AIM OF THE TASK
Reproduce every one of the records below line for line, with no changes. Leave the pictures out.

INPUT DATA
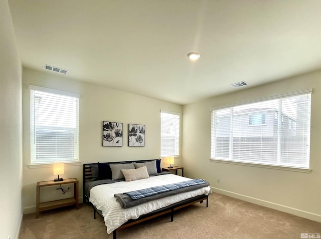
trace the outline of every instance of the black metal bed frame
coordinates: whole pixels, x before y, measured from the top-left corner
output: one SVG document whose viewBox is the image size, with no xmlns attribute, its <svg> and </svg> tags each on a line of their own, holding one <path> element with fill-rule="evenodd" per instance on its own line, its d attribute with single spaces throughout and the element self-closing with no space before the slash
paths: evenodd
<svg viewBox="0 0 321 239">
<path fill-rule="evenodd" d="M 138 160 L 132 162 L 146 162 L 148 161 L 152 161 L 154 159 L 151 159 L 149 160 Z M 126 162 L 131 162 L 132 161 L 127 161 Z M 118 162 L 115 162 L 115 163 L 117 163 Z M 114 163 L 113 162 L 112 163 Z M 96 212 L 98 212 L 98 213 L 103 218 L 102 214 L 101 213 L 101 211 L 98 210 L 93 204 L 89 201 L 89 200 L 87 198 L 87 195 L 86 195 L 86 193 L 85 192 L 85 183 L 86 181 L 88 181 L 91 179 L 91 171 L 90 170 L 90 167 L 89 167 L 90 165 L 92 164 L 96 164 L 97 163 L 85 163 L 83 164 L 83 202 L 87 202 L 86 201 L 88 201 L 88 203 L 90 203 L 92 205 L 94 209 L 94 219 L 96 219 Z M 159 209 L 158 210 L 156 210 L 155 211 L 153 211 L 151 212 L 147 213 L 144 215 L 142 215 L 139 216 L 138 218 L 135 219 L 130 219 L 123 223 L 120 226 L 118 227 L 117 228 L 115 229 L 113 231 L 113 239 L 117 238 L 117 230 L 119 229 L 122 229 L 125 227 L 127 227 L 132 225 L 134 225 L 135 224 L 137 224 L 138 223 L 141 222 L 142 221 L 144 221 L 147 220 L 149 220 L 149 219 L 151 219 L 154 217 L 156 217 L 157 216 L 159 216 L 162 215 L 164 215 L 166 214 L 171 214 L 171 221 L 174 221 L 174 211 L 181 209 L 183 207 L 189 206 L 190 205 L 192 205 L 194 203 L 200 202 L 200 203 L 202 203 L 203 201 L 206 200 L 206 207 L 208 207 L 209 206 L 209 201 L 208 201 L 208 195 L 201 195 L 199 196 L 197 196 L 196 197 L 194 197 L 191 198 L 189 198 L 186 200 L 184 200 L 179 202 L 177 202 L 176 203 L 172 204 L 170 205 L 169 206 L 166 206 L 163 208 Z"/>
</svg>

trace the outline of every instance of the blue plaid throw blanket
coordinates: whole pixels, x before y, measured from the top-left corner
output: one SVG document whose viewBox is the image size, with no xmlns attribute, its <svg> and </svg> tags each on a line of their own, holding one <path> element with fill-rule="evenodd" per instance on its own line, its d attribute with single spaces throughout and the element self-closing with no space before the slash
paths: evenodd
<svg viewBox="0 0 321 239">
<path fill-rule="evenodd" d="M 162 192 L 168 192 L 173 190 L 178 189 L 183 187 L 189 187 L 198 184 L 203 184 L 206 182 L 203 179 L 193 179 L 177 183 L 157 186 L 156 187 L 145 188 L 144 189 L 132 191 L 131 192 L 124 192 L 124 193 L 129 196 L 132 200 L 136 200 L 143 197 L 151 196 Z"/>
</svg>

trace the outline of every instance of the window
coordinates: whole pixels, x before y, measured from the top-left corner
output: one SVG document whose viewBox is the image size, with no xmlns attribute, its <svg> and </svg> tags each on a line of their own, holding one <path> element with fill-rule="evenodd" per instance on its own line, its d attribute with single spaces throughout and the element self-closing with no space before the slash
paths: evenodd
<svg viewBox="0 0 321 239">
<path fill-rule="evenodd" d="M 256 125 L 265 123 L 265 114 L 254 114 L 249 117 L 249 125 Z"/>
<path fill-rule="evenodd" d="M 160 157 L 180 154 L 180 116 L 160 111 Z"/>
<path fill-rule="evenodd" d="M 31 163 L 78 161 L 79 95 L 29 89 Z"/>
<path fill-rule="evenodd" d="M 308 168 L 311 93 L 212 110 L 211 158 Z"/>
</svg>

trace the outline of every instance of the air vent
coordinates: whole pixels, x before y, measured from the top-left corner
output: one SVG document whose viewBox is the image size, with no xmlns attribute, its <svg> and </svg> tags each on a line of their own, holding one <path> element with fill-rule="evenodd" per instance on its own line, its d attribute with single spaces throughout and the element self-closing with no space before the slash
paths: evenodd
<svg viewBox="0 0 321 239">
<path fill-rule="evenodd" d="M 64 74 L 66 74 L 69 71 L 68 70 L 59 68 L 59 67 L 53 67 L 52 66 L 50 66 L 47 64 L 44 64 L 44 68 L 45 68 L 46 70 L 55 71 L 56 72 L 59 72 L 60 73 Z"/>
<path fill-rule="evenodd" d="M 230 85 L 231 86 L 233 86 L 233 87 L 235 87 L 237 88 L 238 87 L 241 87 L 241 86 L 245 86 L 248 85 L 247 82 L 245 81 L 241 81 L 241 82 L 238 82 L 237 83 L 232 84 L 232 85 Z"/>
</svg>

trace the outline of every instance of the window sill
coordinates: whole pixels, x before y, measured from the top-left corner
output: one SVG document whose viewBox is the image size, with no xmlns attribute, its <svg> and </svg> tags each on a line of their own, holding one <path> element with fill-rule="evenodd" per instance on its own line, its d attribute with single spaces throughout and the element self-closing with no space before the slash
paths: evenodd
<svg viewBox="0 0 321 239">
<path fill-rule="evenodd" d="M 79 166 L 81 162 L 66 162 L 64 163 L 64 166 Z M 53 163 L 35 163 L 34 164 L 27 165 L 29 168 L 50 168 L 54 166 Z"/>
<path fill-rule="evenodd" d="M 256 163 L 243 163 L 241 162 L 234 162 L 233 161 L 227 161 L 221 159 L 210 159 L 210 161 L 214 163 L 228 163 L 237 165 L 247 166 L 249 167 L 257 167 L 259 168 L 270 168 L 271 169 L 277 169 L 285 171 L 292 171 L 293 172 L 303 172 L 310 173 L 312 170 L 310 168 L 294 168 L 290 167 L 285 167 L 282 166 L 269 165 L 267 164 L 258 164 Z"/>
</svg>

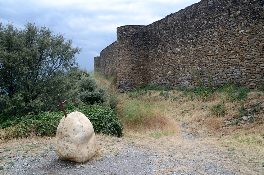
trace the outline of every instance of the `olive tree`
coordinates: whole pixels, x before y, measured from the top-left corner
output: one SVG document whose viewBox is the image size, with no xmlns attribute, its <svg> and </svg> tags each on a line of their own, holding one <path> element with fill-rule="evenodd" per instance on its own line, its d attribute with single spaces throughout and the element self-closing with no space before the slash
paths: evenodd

SOLVED PROBLEM
trace the outline of every instance of the black metal bed frame
coordinates: whole pixels, x before y, measured from the top-left corner
output: one SVG document whose viewBox is the image size, with no xmlns attribute, its <svg> and </svg> tags each on a line of their own, holding one <path> element with fill-rule="evenodd" per instance on its own line, its d attribute with single spaces throughout and the element self-closing with no space before the slash
paths: evenodd
<svg viewBox="0 0 321 239">
<path fill-rule="evenodd" d="M 138 160 L 132 162 L 146 162 L 148 161 L 152 161 L 154 159 L 151 159 L 149 160 Z M 126 162 L 131 162 L 132 161 L 127 161 Z M 118 162 L 115 162 L 115 163 L 117 163 Z M 114 163 L 113 162 L 112 163 Z M 96 212 L 98 212 L 98 213 L 103 218 L 102 214 L 101 213 L 101 211 L 98 210 L 93 204 L 89 201 L 89 200 L 87 198 L 87 195 L 86 195 L 86 193 L 85 192 L 85 183 L 86 181 L 88 181 L 91 179 L 91 171 L 90 170 L 90 167 L 89 167 L 90 165 L 92 164 L 96 164 L 97 163 L 85 163 L 83 164 L 83 202 L 87 202 L 86 201 L 88 201 L 88 203 L 90 203 L 92 205 L 94 209 L 94 219 L 96 219 Z M 159 209 L 158 210 L 156 210 L 155 211 L 153 211 L 151 212 L 147 213 L 144 215 L 142 215 L 139 216 L 138 218 L 135 219 L 130 219 L 123 223 L 120 226 L 118 227 L 117 228 L 115 229 L 113 231 L 113 239 L 117 238 L 117 230 L 119 229 L 122 229 L 125 227 L 127 227 L 132 225 L 134 225 L 135 224 L 137 224 L 138 223 L 141 222 L 142 221 L 144 221 L 147 220 L 149 220 L 149 219 L 151 219 L 154 217 L 156 217 L 157 216 L 159 216 L 162 215 L 164 215 L 166 214 L 171 214 L 171 221 L 174 221 L 174 211 L 181 209 L 183 207 L 189 206 L 190 205 L 192 205 L 194 203 L 200 202 L 200 203 L 202 203 L 203 201 L 206 200 L 206 207 L 208 207 L 209 206 L 209 201 L 208 201 L 208 195 L 201 195 L 199 196 L 197 196 L 196 197 L 194 197 L 191 198 L 189 198 L 186 200 L 184 200 L 179 202 L 177 202 L 176 203 L 172 204 L 170 205 L 169 206 L 166 206 L 163 208 Z"/>
</svg>

trace the outline of every instance of the blue plaid throw blanket
coordinates: whole pixels, x before y, measured from the top-left corner
output: one SVG document whose viewBox is the image size, with no xmlns attribute, its <svg> and </svg> tags each on a line of their own, holding one <path> element with fill-rule="evenodd" per instance on its own line, its d attribute with single spaces throughout and the element self-closing with no space before the slash
paths: evenodd
<svg viewBox="0 0 321 239">
<path fill-rule="evenodd" d="M 162 192 L 168 192 L 173 190 L 178 189 L 183 187 L 189 187 L 198 184 L 203 184 L 206 182 L 203 179 L 193 179 L 177 183 L 157 186 L 156 187 L 145 188 L 144 189 L 132 191 L 131 192 L 124 192 L 124 193 L 129 196 L 132 200 L 136 200 L 143 197 L 151 196 Z"/>
</svg>

trace the outline of every instance of the window
coordinates: whole pixels, x before y, measured from the top-left corner
output: one SVG document whose viewBox is the image size, with no xmlns attribute, its <svg> and </svg> tags each on a line of their own, holding one <path> element with fill-rule="evenodd" per instance on its own line, its d attribute with single spaces throughout and the element self-closing with no space before the slash
paths: evenodd
<svg viewBox="0 0 321 239">
<path fill-rule="evenodd" d="M 256 125 L 265 123 L 265 114 L 254 114 L 249 117 L 249 125 Z"/>
<path fill-rule="evenodd" d="M 160 157 L 180 154 L 180 116 L 160 111 Z"/>
<path fill-rule="evenodd" d="M 31 163 L 78 161 L 79 95 L 29 89 Z"/>
<path fill-rule="evenodd" d="M 308 168 L 311 93 L 212 110 L 211 158 Z"/>
</svg>

trace the outline of every instance of the air vent
coordinates: whole pixels, x before y, measured from the top-left corner
output: one SVG document whose viewBox is the image size, with no xmlns attribute, its <svg> and </svg> tags each on a line of their own, holding one <path> element with fill-rule="evenodd" per instance on its own line, its d attribute with single spaces throughout and the element self-closing with no space before the slash
paths: evenodd
<svg viewBox="0 0 321 239">
<path fill-rule="evenodd" d="M 64 74 L 66 74 L 69 71 L 68 70 L 59 68 L 59 67 L 53 67 L 52 66 L 50 66 L 47 64 L 44 64 L 44 68 L 45 68 L 46 70 L 55 71 L 56 72 L 59 72 L 60 73 Z"/>
<path fill-rule="evenodd" d="M 230 85 L 231 86 L 233 86 L 233 87 L 235 87 L 237 88 L 238 87 L 241 87 L 241 86 L 245 86 L 248 85 L 247 82 L 245 81 L 241 81 L 241 82 L 238 82 L 237 83 L 232 84 L 232 85 Z"/>
</svg>

trace the outline of every instance of the window sill
coordinates: whole pixels, x before y, measured from the top-left corner
output: one SVG document whose viewBox is the image size, with no xmlns attribute, its <svg> and </svg> tags each on a line of their own, holding one <path> element with fill-rule="evenodd" per instance on its own line, its d attribute with single spaces throughout and the element self-closing with no space before the slash
paths: evenodd
<svg viewBox="0 0 321 239">
<path fill-rule="evenodd" d="M 79 166 L 81 162 L 66 162 L 64 163 L 64 166 Z M 53 163 L 35 163 L 34 164 L 27 165 L 29 168 L 50 168 L 54 166 Z"/>
<path fill-rule="evenodd" d="M 256 163 L 243 163 L 241 162 L 234 162 L 233 161 L 227 161 L 221 159 L 210 159 L 210 161 L 214 163 L 228 163 L 237 165 L 247 166 L 249 167 L 257 167 L 259 168 L 270 168 L 271 169 L 277 169 L 285 171 L 292 171 L 293 172 L 303 172 L 310 173 L 312 170 L 310 168 L 294 168 L 290 167 L 285 167 L 282 166 L 269 165 L 267 164 L 258 164 Z"/>
</svg>

trace the outline of every instance of the `olive tree`
coordinates: whole pixels, x before y, measured from the top-left corner
output: one SVG document whose viewBox is the image size, with no xmlns attribute, its <svg> and </svg> tags each on a line of their own, holding one <path> element with fill-rule="evenodd" per instance on its own line, its d attribute with single spaces throughout and the element self-closing with no space before the slash
paths: evenodd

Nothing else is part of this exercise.